_Document:_
George W. Bush actually initiated the policy

The zero tolerance practice of immediately imprisoning, prosecuting, and deporting immigrants who illegally enter the United States has been around since 2005, New York Magazine reports. Neither George W. Bush nor Barack Obama hold spotless records, where treatment of immigrants at the Southern border, come in.
According to The New York Times, Bush actually initiated the “zero tolerance” approach for illegal immigration that Trump used as his model. In 2005, he launched Operation Streamline, a program that referred all unlawful entrants for criminal prosecution. That program expedited trials geared toward quick deportation. It also largely didn’t apply to adults traveling with minors, juveniles, or people with illnesses and disabilities.
Obama also used the program, although his administration didn’t see first-time illegal entrants as priorities. And crucially, both administrations both morally and pragmatically opposed separating immigrant children from their families.
Jeh C. Johnson served as secretary of homeland security under Obama. He told The New York Times that separating families doesn’t actually work. solution to the problem.
“Whether it’s family detention, messaging about dangers of the journey, or messaging about separating families and zero tolerance, it’s always going to have at best a short-term reaction,” he said.
Obama also considered it
When child immigration surged in 2014, the Obama administration discussed separating children from their families. Cecilia Muñoz, Obama’s top domestic policy adviser said they thought it through. “We spent five minutes thinking it through and concluded that it was a bad idea. The morality of it was clear — that’s not who we are.”
They did expand the detention of immigrant families, however. That included opening the detention facilities where thousands of children now remain. And in 2015, a federal judge ordered the administration to stop detaining mothers and children. They ruled it didn’t humanely deter others from joining their relatives.
Trump sees no such distinction

The current administration uses separating families from their children as a deterrent to all immigrants. It also considers the children something of a bargaining chip. “A big name of the game is deterrence,” Chief of Staff John Kelly told NPR in May. “The children will be taken care of — put into foster care or whatever — but the big point is they elected to come illegally into the United States, and this is a technique that no one hopes will be used extensively or for very long.”
Trump, despite trying to backpedal his support for the policy, vehemently supported its implementation. According to The New York Times, he gave explicit direction to separate parents from their children. The president later tweeted,”Democrats can fix their forced family breakup at the Border by working with Republicans on new legislation, for a change! This is why we need more Republicans elected in November. Democrats are good at only three things, High, High Crime, and Obstruction. Sad!”
In fact, The Washington Post explains, Trump intends to use the children as pawns to extract concessions from Democrats. That will serve to push through an immigration package that includes money for the fabled border wall and cuts to legal immigration, among other measures.
Sadly, this is who we are
International human rights organizations have roundly denounced the practice. The United Nations human rights office demanded Trump “immediately halt” the family-separation policy, CBS News reports. That office said “children should never be detained for reasons related to their own or their parents’ migration status. Detention is never in the best interests of the child and always constitutes a child rights violation.”
And Laura Bush, despite her husband’s founding the policy, disagrees with Trump’s enactment. “Americans pride ourselves on being a moral nation,” she wrote. “We pride ourselves on acceptance. If we are truly that country, then it is our obligation to reunite these detained children with their parents — and to stop separating parents and children in the first place.”

_Task requirements:_
A) Reproduce word for word the passage of the family-separation article between "According to The New York Times, Bush" and "illnesses and disabilities.", inclusive.
B) Translate this sentence from the family-separation article into Spanish: "Jeh C. Johnson served as secretary of homeland security under Obama."
Work only from the family-separation article.

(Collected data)
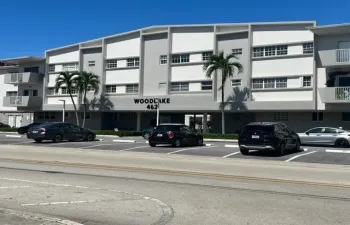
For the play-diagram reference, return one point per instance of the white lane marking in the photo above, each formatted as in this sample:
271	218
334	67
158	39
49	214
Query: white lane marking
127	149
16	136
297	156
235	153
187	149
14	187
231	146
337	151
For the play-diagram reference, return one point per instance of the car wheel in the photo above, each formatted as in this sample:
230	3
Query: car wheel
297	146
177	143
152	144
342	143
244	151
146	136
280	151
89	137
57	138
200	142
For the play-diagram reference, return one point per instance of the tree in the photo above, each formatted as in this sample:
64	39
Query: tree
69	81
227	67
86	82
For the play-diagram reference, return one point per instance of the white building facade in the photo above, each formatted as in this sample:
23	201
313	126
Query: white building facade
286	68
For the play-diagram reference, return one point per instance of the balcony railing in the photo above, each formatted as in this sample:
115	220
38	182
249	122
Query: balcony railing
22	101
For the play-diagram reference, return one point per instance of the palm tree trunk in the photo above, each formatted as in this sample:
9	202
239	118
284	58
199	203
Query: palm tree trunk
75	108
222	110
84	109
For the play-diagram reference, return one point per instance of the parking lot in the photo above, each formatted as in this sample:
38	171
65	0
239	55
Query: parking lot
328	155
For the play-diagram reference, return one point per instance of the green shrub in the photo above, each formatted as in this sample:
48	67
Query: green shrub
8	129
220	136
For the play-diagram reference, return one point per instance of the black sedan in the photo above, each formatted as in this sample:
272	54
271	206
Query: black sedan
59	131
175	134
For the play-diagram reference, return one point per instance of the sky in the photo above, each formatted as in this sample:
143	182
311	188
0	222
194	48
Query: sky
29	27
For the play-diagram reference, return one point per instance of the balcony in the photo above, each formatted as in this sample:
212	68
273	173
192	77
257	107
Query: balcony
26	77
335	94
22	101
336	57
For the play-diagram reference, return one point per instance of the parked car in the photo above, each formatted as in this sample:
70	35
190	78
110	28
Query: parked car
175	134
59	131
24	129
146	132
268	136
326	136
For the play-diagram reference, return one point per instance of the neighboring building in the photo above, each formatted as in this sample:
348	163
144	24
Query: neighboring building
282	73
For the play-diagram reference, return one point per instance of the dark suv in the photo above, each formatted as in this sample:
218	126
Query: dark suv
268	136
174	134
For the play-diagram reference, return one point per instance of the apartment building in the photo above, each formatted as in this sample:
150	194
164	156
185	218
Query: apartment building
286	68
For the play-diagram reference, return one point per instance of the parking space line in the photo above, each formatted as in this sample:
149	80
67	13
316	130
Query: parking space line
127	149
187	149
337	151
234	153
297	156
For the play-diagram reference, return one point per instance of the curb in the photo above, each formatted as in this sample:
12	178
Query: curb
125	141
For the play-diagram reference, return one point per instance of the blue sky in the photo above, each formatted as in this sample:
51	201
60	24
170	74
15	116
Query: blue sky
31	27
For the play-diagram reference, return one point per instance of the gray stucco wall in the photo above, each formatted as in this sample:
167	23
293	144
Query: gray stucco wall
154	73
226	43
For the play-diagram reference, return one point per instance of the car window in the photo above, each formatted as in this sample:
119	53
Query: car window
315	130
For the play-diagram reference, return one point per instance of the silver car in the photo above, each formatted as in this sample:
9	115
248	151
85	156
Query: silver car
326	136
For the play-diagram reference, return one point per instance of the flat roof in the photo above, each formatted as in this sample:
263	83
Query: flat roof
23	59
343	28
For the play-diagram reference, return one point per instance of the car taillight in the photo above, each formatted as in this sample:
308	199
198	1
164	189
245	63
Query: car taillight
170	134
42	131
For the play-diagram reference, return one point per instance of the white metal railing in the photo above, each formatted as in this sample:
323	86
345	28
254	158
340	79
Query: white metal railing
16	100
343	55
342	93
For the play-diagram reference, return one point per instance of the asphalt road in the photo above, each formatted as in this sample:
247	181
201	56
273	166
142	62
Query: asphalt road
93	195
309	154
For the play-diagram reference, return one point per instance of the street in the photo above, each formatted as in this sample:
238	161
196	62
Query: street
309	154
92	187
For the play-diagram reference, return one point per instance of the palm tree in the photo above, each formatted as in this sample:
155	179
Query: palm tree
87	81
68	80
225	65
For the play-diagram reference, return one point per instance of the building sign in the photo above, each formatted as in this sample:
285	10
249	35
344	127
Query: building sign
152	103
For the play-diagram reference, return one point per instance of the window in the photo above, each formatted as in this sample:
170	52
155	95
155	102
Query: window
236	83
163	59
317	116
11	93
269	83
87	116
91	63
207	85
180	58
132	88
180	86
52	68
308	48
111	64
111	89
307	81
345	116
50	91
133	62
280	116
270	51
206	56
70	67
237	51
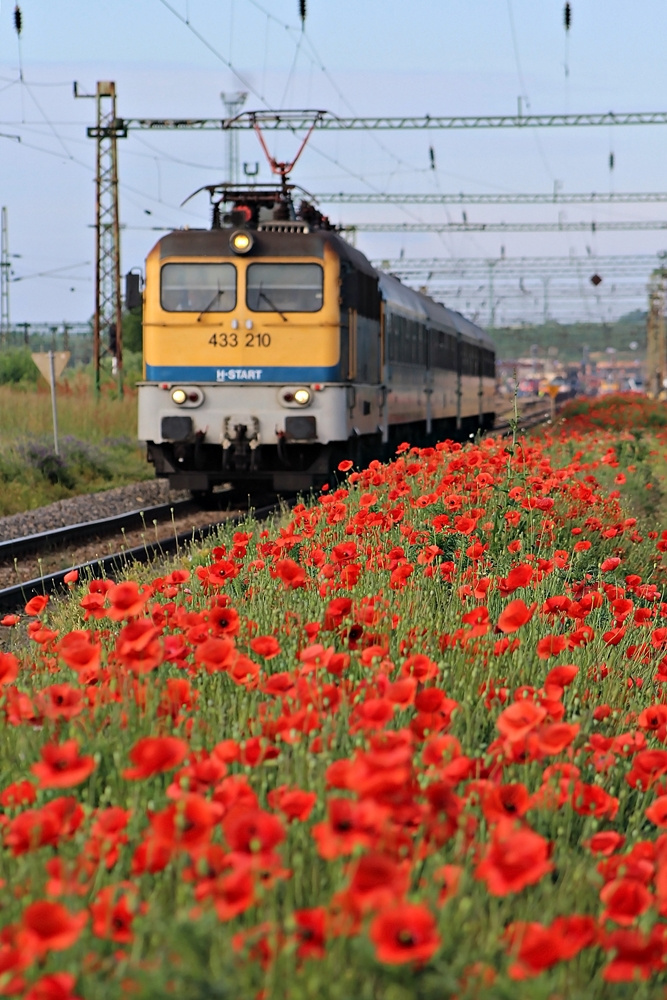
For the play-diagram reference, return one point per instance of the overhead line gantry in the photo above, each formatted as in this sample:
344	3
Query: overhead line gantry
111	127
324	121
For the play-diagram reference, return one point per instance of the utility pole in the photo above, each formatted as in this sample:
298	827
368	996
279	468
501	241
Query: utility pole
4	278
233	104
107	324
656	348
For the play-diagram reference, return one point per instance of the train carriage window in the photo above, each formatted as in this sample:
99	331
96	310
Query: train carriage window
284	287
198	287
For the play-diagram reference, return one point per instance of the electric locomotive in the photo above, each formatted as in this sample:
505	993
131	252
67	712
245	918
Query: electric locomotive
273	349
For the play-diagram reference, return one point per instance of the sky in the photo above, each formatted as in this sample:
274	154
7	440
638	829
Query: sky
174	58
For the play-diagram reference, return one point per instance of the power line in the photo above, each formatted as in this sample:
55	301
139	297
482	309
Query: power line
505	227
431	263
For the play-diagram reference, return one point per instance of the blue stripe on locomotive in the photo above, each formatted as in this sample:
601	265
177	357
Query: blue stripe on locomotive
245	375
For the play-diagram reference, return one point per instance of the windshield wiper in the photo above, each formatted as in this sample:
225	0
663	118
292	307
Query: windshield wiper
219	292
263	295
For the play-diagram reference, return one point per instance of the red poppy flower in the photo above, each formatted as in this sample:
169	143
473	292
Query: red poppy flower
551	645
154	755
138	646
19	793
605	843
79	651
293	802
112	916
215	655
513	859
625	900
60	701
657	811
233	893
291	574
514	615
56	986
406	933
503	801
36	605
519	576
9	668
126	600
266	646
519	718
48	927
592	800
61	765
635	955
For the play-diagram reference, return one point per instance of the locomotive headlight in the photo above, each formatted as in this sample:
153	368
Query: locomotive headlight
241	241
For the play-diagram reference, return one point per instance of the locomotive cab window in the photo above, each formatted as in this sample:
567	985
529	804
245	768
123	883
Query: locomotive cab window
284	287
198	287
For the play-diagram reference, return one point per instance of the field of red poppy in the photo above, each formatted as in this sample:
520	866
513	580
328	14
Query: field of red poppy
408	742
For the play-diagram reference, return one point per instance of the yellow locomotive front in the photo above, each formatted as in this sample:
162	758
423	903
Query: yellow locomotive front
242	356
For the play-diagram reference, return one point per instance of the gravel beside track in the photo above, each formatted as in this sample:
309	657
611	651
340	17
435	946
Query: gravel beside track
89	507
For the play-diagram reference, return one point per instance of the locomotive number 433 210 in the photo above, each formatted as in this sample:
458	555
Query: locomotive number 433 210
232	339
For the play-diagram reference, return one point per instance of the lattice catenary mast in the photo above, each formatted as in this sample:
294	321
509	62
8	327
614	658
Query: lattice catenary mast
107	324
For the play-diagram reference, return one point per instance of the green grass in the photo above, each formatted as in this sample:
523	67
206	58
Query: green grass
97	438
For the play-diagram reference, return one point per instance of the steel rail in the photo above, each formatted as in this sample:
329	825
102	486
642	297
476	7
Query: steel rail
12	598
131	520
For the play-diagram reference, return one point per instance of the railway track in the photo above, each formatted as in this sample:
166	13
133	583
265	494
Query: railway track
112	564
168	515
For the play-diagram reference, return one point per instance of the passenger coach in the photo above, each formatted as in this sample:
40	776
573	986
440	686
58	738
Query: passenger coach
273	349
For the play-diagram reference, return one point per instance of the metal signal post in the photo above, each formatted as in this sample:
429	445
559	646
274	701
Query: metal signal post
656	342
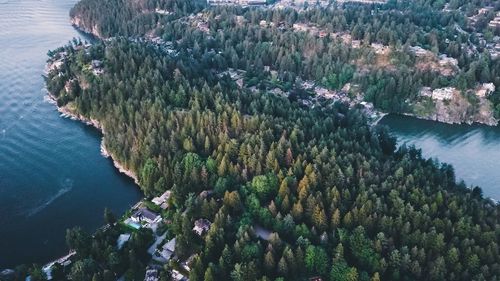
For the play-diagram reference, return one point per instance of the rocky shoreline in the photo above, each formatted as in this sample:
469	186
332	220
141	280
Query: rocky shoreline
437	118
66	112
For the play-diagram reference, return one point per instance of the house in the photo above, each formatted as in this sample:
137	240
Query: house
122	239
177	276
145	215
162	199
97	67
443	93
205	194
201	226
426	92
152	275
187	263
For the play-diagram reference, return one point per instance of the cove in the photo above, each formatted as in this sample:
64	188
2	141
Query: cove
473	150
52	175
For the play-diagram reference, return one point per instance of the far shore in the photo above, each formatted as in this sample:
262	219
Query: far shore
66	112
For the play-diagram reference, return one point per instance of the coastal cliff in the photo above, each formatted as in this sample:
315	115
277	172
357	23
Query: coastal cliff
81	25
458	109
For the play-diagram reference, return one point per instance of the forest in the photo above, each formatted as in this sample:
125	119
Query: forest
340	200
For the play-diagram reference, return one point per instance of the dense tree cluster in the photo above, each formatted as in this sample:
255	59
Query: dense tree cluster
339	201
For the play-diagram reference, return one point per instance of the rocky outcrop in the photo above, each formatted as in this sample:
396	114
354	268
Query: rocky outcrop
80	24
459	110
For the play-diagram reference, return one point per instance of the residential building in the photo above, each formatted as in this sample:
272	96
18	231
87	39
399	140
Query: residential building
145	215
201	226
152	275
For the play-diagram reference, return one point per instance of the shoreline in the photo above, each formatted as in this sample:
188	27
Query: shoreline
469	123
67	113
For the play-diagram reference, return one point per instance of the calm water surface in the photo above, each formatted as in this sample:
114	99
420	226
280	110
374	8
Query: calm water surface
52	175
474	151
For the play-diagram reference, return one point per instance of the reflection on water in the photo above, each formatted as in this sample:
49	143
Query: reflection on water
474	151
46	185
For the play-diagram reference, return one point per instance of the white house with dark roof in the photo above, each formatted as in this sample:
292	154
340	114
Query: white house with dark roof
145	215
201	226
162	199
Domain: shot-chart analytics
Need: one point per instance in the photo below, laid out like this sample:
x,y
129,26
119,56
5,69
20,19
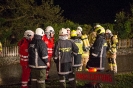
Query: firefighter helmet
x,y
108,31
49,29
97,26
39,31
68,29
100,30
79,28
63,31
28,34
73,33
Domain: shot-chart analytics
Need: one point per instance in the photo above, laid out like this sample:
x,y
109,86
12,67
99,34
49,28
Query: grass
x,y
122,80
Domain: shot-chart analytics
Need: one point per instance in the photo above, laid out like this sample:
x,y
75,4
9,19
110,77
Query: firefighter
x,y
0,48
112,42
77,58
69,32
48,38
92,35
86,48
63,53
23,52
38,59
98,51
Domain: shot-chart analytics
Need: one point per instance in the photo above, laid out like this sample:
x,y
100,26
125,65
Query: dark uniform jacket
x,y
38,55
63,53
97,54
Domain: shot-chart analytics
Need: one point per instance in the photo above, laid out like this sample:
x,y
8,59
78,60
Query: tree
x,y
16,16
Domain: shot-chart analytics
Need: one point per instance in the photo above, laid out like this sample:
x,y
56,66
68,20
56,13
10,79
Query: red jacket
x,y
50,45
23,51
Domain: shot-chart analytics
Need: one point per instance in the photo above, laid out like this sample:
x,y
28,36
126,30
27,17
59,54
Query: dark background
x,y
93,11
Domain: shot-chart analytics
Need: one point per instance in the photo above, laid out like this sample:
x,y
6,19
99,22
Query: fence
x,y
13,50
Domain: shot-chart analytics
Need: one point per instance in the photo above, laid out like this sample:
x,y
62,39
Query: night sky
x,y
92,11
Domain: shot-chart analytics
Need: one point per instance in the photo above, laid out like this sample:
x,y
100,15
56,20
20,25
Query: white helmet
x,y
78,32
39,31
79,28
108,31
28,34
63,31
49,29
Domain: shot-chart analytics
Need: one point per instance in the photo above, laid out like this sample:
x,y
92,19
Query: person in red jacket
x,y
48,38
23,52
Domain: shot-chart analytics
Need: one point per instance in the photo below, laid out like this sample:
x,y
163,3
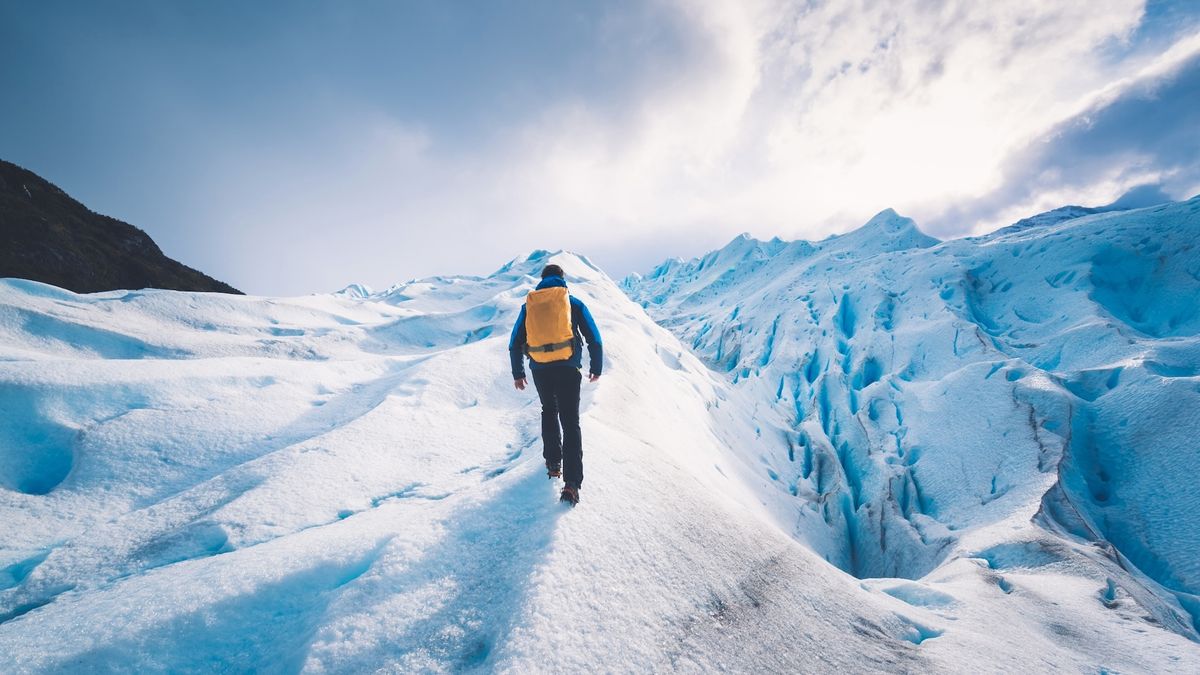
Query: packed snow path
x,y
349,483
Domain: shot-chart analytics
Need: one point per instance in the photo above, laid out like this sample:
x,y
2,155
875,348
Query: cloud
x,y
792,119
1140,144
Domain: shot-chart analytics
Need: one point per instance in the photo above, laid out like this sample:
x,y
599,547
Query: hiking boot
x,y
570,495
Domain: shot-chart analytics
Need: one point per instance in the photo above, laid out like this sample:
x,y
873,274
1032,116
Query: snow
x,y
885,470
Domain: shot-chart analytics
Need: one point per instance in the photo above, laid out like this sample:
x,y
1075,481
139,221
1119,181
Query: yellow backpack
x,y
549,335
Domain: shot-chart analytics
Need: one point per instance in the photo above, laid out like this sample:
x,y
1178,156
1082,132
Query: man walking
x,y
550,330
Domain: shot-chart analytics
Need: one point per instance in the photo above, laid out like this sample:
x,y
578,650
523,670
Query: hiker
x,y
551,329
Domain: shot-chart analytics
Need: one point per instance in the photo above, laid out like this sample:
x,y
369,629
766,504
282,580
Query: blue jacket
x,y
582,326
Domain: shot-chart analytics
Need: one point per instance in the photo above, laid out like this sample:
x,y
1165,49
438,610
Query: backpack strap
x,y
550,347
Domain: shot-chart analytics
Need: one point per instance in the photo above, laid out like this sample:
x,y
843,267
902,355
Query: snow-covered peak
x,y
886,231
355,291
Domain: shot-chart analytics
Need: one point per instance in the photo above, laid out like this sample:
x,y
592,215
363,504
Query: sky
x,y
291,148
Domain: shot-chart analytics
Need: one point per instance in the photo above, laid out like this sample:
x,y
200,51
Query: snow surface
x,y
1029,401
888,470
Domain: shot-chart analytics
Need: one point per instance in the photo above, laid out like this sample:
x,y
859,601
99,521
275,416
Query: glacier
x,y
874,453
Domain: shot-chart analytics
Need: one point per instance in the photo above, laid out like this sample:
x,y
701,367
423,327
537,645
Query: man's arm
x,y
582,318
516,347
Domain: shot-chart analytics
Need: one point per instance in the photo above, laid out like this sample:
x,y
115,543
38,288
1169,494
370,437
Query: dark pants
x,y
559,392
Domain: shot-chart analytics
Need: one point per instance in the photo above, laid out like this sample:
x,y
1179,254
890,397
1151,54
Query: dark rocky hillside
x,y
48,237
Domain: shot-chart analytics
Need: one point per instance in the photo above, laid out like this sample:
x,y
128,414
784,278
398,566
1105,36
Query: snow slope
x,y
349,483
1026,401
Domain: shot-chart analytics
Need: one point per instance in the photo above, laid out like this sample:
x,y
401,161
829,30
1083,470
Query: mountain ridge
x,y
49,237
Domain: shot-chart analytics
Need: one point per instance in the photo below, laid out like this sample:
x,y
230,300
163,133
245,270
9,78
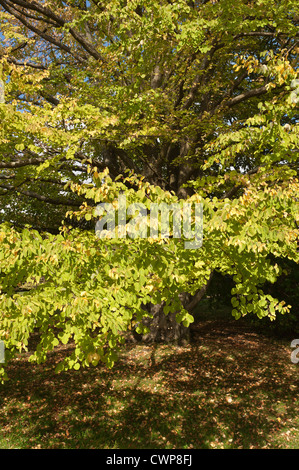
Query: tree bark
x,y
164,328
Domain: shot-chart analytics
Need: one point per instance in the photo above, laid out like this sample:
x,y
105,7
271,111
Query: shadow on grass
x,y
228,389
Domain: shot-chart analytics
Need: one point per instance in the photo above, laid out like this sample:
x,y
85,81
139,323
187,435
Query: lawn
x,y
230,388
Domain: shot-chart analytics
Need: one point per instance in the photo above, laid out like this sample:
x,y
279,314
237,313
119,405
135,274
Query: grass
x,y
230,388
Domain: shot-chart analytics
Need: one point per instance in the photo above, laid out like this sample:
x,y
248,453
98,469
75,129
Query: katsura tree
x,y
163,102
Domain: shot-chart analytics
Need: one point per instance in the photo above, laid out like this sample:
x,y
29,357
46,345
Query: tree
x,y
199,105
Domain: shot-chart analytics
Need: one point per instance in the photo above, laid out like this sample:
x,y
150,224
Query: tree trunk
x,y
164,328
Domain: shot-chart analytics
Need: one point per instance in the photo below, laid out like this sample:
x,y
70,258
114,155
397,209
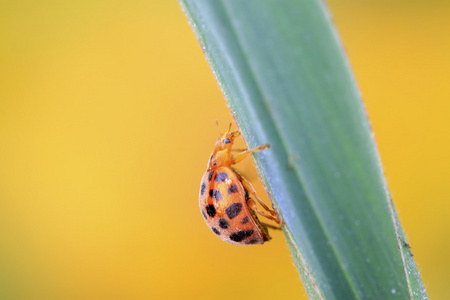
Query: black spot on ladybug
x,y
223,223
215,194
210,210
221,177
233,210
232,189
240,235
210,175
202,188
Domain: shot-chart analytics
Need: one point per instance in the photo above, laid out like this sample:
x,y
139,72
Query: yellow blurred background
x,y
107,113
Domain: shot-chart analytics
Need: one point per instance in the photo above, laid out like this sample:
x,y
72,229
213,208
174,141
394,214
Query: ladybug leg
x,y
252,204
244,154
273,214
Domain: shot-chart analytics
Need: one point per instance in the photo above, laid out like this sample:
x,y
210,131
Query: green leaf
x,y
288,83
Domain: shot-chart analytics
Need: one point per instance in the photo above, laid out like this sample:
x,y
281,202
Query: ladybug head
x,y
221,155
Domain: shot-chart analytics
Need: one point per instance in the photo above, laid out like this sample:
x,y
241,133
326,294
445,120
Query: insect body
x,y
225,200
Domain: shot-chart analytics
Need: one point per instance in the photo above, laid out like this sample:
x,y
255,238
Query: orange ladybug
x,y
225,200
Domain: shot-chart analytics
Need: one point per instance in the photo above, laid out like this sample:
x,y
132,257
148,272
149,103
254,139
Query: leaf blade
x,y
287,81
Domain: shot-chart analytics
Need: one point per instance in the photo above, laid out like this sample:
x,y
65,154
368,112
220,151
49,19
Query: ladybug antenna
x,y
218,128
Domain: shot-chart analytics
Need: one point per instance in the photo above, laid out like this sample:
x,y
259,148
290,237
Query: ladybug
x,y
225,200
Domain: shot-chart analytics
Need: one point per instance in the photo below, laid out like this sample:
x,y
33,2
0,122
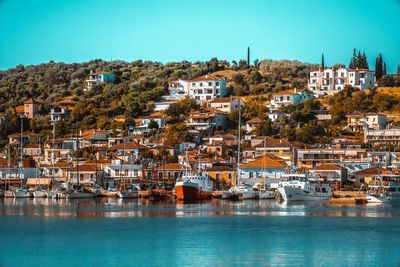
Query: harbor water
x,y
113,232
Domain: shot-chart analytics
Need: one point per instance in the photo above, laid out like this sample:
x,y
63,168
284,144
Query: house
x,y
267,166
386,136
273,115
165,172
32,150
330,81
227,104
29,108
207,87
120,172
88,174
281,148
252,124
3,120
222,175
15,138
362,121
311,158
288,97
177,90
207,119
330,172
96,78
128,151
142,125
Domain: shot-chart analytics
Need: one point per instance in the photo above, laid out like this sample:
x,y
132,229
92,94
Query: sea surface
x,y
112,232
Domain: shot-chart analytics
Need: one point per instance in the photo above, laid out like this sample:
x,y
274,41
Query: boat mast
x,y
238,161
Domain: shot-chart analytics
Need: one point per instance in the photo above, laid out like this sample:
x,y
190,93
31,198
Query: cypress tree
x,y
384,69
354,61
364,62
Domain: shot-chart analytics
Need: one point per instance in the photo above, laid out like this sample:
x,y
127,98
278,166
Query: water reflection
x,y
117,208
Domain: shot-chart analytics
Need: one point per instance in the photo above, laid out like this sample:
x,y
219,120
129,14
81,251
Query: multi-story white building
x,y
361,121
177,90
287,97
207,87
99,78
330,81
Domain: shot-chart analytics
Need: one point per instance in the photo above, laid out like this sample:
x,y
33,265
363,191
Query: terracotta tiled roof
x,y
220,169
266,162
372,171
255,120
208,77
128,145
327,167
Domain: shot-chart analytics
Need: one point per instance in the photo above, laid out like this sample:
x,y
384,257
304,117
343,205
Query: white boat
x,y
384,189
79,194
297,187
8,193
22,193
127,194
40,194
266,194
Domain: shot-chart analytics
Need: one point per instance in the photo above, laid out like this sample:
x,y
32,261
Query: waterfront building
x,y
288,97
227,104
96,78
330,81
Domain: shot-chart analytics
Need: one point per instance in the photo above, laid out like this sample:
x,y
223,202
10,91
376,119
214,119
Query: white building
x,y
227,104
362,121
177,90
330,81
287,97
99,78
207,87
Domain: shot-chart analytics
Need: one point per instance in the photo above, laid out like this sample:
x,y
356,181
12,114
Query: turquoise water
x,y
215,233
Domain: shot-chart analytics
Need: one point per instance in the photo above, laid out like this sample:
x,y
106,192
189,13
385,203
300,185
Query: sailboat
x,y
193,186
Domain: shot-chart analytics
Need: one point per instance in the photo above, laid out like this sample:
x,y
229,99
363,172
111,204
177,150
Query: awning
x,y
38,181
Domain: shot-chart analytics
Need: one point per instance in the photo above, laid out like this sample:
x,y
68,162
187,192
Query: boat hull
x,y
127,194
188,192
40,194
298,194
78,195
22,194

_Responses by task:_
A)
According to The New York Times, Bush actually initiated the “zero tolerance” approach for illegal immigration that Trump used as his model. In 2005, he launched Operation Streamline, a program that referred all unlawful entrants for criminal prosecution. That program expedited trials geared toward quick deportation. It also largely didn’t apply to adults traveling with minors, juveniles, or people with illnesses and disabilities.

B) Jeh C. Johnson se desempeñó como secretario de Seguridad Nacional durante el gobierno de Obama.